- **Written task**:
Give a verbatim copy of the lines below, minus the pictures.

Annotation records:
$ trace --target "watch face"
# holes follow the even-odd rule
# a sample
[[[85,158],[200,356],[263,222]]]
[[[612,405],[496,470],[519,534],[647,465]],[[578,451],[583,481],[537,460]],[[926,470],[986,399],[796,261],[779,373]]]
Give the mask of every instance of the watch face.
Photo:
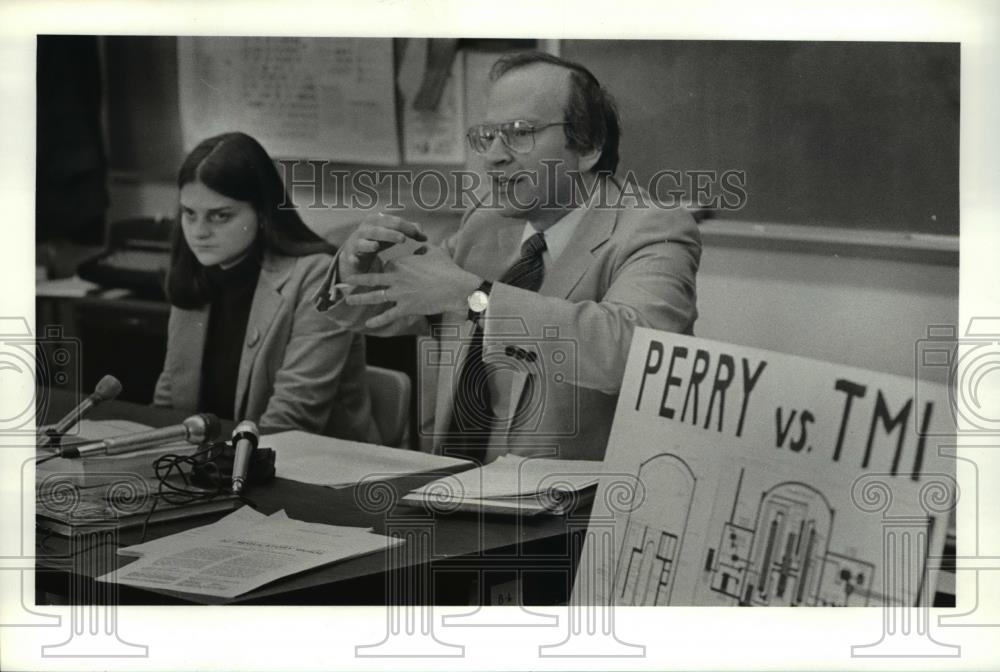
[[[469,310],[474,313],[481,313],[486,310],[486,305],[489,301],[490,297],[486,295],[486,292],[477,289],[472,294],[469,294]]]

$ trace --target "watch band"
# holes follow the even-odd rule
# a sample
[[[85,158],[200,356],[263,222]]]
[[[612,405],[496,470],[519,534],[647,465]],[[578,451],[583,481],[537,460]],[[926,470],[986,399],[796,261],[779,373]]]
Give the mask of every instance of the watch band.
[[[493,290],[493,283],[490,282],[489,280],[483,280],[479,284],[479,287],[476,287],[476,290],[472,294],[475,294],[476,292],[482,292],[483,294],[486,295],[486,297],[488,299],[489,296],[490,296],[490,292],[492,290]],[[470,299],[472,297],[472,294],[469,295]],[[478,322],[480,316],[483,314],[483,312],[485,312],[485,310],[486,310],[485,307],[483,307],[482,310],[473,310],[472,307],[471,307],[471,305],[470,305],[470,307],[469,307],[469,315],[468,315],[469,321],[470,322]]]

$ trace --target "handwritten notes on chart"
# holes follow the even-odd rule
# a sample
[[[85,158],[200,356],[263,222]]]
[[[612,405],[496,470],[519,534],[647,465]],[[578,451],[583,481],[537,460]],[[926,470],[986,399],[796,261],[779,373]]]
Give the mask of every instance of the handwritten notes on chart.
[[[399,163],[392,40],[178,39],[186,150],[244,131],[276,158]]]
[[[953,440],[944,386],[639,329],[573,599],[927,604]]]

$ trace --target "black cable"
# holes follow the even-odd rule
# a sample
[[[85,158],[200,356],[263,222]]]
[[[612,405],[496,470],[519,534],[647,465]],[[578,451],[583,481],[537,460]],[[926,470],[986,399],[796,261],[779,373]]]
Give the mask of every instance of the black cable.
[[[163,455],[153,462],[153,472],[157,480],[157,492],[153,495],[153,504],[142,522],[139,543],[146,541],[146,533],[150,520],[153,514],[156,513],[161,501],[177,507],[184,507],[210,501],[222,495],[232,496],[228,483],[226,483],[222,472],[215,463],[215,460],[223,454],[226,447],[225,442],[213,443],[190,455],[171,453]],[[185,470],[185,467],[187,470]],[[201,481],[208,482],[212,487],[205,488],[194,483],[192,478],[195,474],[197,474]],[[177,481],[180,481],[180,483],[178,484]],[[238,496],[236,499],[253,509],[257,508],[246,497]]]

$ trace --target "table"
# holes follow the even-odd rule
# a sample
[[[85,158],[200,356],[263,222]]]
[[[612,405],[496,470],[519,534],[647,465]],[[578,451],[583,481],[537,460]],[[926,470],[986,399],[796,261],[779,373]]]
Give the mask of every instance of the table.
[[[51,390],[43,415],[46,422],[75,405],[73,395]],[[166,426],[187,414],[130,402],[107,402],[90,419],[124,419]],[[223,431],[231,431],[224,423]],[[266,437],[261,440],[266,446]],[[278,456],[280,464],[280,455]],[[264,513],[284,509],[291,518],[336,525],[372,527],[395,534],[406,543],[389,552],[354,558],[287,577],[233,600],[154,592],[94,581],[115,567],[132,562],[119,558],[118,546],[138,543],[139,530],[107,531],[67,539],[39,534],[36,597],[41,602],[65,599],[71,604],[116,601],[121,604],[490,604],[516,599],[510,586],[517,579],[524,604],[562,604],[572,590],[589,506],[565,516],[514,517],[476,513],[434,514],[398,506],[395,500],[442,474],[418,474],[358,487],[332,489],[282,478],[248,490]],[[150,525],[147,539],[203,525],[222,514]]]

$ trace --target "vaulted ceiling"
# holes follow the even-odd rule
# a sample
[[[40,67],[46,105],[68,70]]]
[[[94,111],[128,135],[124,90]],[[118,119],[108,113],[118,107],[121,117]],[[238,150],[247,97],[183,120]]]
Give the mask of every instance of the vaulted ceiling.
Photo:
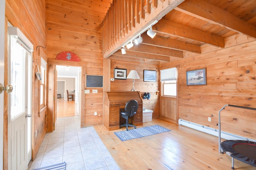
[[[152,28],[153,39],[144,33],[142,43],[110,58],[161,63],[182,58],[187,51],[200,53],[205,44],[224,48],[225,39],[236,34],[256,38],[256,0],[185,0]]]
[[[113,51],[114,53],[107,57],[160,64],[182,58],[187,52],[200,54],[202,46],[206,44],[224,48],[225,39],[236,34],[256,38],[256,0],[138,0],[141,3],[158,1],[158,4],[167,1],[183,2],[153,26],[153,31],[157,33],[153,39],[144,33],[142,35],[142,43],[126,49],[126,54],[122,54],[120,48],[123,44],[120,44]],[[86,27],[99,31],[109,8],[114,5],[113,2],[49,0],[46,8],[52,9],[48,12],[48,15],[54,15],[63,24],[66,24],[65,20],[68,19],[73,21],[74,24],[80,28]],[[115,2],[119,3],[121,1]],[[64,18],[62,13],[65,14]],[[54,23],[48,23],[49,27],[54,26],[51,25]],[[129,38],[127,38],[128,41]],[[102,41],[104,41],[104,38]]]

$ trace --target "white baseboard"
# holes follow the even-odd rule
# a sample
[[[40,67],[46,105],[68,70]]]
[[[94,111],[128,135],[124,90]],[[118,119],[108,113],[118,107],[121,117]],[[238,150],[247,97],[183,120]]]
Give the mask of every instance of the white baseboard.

- **Full output**:
$ trace --target "watch face"
# holes follow the even-odd rule
# a sample
[[[85,158],[200,356],[263,222]]]
[[[612,405],[496,470],[519,534],[647,465]],[[578,451],[583,481],[537,460]],[[926,470],[986,399],[796,261],[779,373]]]
Give the mask of every instance of the watch face.
Photo:
[[[469,310],[474,313],[481,313],[486,310],[486,305],[489,301],[490,297],[486,295],[486,292],[477,289],[472,294],[469,294]]]

$ trace --target "watch band"
# holes follow the even-odd rule
# a sample
[[[85,158],[200,356],[263,222]]]
[[[612,405],[496,470],[519,534],[647,465]],[[578,451],[583,481],[537,460]],[[926,470],[986,399],[796,261],[779,373]]]
Give the mask of every instance of the watch band.
[[[493,290],[493,283],[490,282],[489,280],[483,280],[479,284],[479,287],[476,287],[476,290],[472,294],[475,294],[476,292],[482,292],[483,294],[486,295],[486,297],[488,299],[489,296],[490,296],[490,292],[492,290]],[[470,299],[472,297],[472,294],[469,295]],[[478,322],[480,316],[483,314],[483,312],[485,312],[485,310],[486,310],[485,307],[483,307],[482,310],[473,310],[472,307],[471,307],[471,305],[470,305],[470,307],[469,307],[469,315],[468,315],[469,321],[470,322]]]

$ trace --target "handwritten notes on chart"
# holes follow the even-odd rule
# a sample
[[[85,158],[200,356],[263,222]]]
[[[612,405],[496,470],[519,534],[647,465]],[[578,451],[583,481],[537,460]],[[926,470],[986,399],[796,261],[779,373]]]
Give the mask of every instance of the handwritten notes on chart.
[[[399,163],[392,40],[178,39],[186,150],[244,131],[276,158]]]
[[[953,440],[944,386],[639,329],[573,599],[927,604]]]

$ trace --target "black cable"
# holes follow the even-odd rule
# a sample
[[[85,158],[200,356],[263,222]]]
[[[612,405],[496,470],[519,534],[647,465]],[[578,451],[583,481],[537,460]],[[926,470],[986,399],[796,261],[779,373]]]
Give the mask of every instance of the black cable.
[[[163,455],[153,462],[153,472],[157,480],[157,492],[153,495],[153,504],[142,522],[139,543],[146,541],[146,533],[150,520],[153,514],[156,513],[161,501],[177,507],[184,507],[210,501],[222,495],[232,496],[228,483],[226,483],[222,472],[215,463],[215,460],[223,454],[226,447],[225,442],[213,443],[190,455],[171,453]],[[185,470],[185,467],[187,470]],[[201,481],[208,482],[212,487],[205,488],[194,483],[192,478],[195,474],[197,474]],[[177,481],[180,481],[180,483],[178,484]],[[238,496],[236,499],[253,509],[257,508],[246,497]]]

$ trace --target "table"
# holes follow the even-odd rule
# a sample
[[[85,158],[200,356],[263,222]]]
[[[612,405],[496,470],[519,534],[647,465]],[[578,451],[583,481],[537,460]],[[926,470],[986,399],[796,261],[779,373]]]
Give the mask of every instance of the table.
[[[51,390],[43,415],[46,422],[75,405],[73,395]],[[166,426],[187,414],[130,402],[107,402],[90,419],[124,419]],[[223,431],[231,431],[224,423]],[[266,437],[261,440],[266,446]],[[278,456],[280,464],[280,455]],[[264,513],[284,509],[291,518],[336,525],[372,527],[395,534],[406,543],[389,552],[354,558],[287,577],[233,600],[154,592],[94,581],[115,567],[132,562],[119,558],[118,546],[138,543],[139,530],[107,531],[67,539],[39,534],[36,597],[41,602],[65,599],[71,604],[116,601],[121,604],[490,604],[516,599],[510,586],[517,579],[524,604],[562,604],[572,590],[589,506],[565,516],[514,517],[476,513],[434,514],[398,506],[395,500],[442,474],[418,474],[358,487],[332,489],[282,478],[248,490]],[[150,525],[147,539],[203,525],[222,514]]]

$ trace --target "vaulted ceiling"
# holes follow the even-odd rule
# a sample
[[[40,67],[46,105],[68,70]]]
[[[94,111],[128,135],[124,90]],[[118,119],[108,113],[118,107],[121,117]],[[238,150],[247,97],[183,120]]]
Give the mask of every instance of the vaulted ceiling.
Photo:
[[[152,28],[153,39],[144,33],[142,43],[110,58],[161,63],[182,58],[187,51],[200,53],[205,44],[224,48],[225,39],[236,34],[256,38],[256,0],[185,0]]]
[[[113,51],[114,53],[107,57],[160,64],[182,58],[187,52],[200,54],[202,46],[206,44],[224,48],[225,39],[236,34],[256,38],[256,0],[138,0],[141,3],[158,1],[158,4],[167,1],[183,2],[153,26],[153,31],[157,33],[153,39],[144,33],[142,35],[142,43],[126,49],[126,54],[122,54],[120,48],[123,44],[120,44]],[[86,27],[99,31],[109,8],[114,5],[113,2],[49,0],[46,8],[52,9],[48,12],[48,15],[54,15],[63,24],[66,24],[65,20],[68,19],[73,21],[74,24],[80,28]],[[115,2],[119,3],[121,1]],[[64,18],[62,13],[65,14]],[[54,23],[48,23],[49,27],[54,26],[51,25]],[[129,38],[127,38],[128,41]],[[102,41],[104,41],[104,38]]]

$ trace --target "white baseboard"
# holes follow the even-odd rule
# a sample
[[[40,67],[46,105],[68,70]]]
[[[94,111],[128,135],[124,90]],[[118,119],[108,113],[118,107],[121,117]],[[238,150],[247,97],[183,120]]]
Give the mask of every instance of the white baseboard.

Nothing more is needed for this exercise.